## What to produce
Locate each line in the data below that contains the string "with", and copy those lines. The match is case-sensitive.

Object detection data
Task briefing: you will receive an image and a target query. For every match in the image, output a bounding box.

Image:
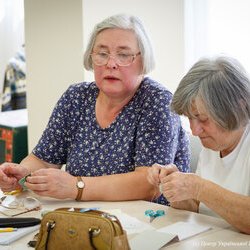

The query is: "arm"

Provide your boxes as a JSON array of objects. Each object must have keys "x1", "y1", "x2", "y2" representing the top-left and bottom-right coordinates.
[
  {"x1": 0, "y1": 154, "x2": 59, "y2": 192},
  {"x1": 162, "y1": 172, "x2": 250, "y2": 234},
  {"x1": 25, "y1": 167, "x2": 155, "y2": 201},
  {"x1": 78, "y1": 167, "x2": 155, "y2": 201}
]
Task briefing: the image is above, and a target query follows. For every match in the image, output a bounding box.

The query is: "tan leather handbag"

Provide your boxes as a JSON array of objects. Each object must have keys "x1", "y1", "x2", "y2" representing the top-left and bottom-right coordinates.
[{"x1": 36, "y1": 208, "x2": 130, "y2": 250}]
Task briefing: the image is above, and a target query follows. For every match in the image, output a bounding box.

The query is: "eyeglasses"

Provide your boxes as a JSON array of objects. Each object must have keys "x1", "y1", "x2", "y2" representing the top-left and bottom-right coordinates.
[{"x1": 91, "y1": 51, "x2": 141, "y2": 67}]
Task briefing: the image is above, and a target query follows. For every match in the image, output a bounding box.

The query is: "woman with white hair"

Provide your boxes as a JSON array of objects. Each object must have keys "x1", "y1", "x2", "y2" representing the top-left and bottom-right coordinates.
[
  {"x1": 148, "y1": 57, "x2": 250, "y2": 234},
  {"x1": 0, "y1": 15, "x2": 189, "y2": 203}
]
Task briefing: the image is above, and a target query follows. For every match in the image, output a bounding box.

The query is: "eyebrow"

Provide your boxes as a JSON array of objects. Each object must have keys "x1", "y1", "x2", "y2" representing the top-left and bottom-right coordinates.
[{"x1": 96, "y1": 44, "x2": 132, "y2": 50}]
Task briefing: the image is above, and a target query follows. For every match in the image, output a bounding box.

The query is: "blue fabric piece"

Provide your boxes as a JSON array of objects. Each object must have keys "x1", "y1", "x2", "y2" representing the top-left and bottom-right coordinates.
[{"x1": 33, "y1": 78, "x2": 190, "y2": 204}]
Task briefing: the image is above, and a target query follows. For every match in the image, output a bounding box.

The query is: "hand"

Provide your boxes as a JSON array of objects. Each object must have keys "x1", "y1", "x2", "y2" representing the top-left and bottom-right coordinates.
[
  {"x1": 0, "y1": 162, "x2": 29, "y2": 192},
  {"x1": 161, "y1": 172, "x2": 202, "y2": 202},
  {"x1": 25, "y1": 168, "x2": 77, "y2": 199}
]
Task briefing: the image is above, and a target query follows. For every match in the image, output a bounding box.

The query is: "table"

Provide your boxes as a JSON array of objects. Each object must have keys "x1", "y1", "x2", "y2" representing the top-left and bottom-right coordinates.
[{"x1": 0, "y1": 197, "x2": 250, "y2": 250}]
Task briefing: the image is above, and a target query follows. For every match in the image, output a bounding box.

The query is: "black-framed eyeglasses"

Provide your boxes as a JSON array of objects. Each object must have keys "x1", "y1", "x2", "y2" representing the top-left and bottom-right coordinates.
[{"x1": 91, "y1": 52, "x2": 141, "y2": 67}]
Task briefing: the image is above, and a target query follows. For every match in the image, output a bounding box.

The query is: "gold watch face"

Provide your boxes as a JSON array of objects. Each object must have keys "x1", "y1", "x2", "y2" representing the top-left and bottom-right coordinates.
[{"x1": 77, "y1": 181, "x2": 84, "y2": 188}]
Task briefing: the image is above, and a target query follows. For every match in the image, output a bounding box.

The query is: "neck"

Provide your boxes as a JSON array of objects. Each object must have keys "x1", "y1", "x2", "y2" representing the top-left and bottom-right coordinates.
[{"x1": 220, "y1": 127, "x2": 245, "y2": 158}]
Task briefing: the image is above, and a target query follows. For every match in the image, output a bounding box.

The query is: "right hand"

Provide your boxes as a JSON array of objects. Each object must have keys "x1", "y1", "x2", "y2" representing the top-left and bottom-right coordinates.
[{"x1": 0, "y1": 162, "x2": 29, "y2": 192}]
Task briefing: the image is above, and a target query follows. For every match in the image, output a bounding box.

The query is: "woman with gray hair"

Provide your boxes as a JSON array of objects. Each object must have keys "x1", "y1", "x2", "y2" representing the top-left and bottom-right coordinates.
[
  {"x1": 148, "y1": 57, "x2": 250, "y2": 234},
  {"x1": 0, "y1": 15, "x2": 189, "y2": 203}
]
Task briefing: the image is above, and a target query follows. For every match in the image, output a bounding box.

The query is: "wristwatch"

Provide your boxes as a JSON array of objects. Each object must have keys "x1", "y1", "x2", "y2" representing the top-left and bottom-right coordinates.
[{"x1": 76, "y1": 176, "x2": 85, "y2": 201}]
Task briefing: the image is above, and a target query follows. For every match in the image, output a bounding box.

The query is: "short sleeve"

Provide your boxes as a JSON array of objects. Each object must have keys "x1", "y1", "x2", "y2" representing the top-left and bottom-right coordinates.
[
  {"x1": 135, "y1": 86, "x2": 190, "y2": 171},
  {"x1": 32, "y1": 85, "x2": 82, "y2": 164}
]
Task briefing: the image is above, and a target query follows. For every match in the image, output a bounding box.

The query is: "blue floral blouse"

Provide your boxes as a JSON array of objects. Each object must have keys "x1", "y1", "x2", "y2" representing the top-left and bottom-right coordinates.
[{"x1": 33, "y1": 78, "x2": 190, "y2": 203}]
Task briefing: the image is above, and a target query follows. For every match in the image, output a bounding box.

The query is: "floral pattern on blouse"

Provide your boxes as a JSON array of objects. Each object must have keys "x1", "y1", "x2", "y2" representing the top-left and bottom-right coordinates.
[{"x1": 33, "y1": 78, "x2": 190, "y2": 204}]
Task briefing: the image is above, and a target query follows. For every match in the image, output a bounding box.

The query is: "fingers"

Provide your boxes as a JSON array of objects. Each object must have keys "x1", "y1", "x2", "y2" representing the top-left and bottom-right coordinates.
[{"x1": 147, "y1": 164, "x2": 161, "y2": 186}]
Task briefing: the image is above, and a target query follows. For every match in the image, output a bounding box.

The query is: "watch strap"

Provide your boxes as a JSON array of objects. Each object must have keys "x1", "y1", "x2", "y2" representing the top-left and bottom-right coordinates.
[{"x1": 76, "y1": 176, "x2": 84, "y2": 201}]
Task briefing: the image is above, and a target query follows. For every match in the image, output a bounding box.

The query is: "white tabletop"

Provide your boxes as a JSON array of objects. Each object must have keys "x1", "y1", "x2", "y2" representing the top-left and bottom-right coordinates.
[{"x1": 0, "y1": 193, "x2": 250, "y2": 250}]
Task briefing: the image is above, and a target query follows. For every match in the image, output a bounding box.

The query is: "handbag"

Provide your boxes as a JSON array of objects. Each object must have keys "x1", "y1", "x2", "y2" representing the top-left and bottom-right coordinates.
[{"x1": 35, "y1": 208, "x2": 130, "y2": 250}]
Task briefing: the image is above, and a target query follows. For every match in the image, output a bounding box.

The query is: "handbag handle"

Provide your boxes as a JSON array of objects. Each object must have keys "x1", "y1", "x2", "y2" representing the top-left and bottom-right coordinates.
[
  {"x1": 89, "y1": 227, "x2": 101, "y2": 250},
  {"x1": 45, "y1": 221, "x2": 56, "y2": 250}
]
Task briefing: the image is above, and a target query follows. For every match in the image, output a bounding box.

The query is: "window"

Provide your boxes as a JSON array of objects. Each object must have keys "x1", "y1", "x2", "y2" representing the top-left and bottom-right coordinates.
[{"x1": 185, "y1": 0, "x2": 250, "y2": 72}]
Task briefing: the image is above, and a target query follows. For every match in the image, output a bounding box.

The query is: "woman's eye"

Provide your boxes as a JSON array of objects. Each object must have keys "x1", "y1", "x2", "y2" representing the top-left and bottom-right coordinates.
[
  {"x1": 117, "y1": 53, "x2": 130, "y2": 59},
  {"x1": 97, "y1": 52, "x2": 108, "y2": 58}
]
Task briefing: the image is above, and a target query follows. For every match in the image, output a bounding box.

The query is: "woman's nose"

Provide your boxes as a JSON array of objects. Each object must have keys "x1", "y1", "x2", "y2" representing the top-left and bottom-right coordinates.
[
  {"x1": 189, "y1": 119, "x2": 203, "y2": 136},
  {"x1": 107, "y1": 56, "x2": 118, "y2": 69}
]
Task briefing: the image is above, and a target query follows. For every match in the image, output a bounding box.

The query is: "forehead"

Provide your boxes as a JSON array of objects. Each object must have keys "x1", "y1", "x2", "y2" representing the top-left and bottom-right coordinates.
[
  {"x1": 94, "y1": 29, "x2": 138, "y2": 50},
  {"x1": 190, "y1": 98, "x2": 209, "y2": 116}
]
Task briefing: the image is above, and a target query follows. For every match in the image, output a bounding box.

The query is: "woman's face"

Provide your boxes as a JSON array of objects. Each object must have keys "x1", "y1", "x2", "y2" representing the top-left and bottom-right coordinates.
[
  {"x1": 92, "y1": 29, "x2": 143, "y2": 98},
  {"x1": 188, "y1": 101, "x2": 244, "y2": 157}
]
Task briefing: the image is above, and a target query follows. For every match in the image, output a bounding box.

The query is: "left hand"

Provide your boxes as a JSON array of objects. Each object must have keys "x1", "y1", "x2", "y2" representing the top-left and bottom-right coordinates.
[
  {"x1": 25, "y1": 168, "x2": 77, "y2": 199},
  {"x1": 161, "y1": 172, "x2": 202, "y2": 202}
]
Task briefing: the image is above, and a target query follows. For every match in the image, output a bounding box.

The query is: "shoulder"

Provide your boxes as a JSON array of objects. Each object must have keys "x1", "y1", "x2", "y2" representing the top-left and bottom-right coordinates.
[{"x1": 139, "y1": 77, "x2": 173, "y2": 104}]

==

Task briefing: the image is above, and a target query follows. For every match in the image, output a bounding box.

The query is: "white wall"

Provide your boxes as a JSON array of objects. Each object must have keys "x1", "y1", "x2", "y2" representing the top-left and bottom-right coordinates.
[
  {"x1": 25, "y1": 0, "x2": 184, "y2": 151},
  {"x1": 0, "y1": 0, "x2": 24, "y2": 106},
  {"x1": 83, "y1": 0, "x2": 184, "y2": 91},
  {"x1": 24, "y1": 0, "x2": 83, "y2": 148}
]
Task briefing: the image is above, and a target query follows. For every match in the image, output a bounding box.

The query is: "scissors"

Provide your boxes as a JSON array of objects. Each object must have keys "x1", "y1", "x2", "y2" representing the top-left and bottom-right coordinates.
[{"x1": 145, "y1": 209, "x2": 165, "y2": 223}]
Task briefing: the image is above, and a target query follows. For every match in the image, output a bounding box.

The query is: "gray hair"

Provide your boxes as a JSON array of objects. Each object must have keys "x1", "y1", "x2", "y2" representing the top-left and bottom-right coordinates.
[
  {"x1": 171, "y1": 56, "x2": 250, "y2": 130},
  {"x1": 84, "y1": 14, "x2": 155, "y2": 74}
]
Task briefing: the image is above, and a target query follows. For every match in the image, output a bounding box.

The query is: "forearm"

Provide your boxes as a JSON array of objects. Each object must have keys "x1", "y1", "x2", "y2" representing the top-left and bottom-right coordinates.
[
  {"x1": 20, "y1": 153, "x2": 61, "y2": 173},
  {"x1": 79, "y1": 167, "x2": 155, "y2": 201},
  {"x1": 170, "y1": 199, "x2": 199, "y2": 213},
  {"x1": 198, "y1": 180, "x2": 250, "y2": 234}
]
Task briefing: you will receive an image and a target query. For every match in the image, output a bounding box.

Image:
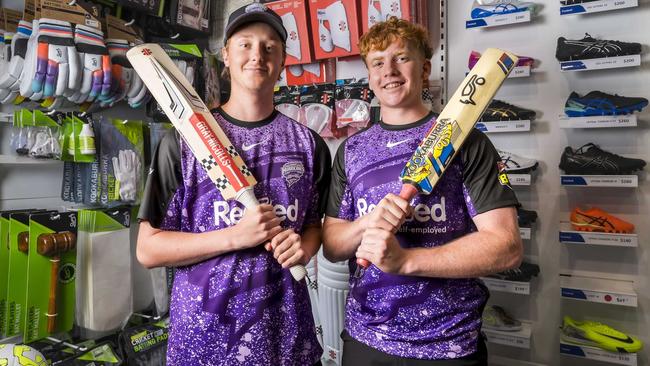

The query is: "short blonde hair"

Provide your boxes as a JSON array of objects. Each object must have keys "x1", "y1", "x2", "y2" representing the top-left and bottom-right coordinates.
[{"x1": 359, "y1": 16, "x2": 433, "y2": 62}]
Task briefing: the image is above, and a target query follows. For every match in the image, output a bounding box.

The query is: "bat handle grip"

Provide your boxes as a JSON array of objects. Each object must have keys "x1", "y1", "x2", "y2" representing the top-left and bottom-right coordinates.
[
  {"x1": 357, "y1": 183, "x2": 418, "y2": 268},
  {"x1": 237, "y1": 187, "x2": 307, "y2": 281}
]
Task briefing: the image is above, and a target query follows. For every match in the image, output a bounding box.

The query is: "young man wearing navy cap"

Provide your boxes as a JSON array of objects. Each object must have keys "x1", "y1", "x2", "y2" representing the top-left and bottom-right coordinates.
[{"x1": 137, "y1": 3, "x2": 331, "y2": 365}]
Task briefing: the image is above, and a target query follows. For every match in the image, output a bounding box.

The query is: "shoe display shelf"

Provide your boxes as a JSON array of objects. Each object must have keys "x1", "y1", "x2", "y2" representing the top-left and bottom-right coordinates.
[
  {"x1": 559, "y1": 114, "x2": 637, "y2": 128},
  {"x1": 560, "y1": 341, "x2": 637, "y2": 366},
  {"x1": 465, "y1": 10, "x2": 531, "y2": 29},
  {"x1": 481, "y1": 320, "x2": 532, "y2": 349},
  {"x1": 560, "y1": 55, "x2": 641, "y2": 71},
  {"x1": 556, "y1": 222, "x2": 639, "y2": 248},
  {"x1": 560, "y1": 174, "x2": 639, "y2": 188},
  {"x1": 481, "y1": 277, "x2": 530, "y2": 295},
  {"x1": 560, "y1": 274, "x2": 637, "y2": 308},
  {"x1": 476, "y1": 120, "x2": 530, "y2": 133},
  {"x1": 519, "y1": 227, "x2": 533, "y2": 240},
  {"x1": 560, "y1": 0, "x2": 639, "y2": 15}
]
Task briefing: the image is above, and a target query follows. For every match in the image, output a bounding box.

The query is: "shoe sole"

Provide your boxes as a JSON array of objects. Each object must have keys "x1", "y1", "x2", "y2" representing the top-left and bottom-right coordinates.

...

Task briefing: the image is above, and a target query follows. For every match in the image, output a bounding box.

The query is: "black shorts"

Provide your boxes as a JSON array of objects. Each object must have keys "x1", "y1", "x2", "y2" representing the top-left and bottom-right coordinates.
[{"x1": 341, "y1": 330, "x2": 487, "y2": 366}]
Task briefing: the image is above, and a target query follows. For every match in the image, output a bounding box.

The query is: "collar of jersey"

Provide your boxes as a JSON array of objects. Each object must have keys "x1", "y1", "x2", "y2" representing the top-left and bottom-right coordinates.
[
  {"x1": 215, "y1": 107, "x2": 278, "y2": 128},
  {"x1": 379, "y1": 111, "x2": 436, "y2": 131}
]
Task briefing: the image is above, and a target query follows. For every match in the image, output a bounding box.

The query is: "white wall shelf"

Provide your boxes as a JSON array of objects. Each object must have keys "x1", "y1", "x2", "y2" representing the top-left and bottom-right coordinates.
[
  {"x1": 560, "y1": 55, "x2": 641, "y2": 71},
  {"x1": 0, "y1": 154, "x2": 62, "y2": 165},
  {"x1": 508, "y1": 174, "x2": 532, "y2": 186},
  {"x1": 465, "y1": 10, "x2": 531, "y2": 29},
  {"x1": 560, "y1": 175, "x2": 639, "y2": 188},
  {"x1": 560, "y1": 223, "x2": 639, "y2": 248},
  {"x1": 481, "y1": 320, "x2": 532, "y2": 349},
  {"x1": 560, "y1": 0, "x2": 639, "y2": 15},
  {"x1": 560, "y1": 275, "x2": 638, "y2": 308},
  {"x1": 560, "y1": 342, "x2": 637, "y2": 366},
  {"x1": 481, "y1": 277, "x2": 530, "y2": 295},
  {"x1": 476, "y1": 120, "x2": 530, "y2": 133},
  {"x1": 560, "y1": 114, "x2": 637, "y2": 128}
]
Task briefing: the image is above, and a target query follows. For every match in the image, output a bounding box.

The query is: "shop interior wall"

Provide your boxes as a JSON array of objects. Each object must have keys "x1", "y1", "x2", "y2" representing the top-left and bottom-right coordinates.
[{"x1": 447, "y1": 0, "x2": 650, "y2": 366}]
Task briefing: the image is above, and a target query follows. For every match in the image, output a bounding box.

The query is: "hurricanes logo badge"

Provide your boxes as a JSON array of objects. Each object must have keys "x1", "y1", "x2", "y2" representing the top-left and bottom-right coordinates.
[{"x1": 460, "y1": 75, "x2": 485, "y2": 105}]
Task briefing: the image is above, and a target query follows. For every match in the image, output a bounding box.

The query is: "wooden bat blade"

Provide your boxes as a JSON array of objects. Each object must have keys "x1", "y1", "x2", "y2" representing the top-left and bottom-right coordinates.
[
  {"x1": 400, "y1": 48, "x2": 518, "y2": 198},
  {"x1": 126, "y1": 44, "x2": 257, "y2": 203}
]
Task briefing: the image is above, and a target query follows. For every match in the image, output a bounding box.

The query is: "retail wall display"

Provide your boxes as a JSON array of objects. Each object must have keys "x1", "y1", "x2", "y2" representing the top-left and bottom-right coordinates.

## Correct response
The query is: "woman with white hair"
The query is: "woman with gray hair"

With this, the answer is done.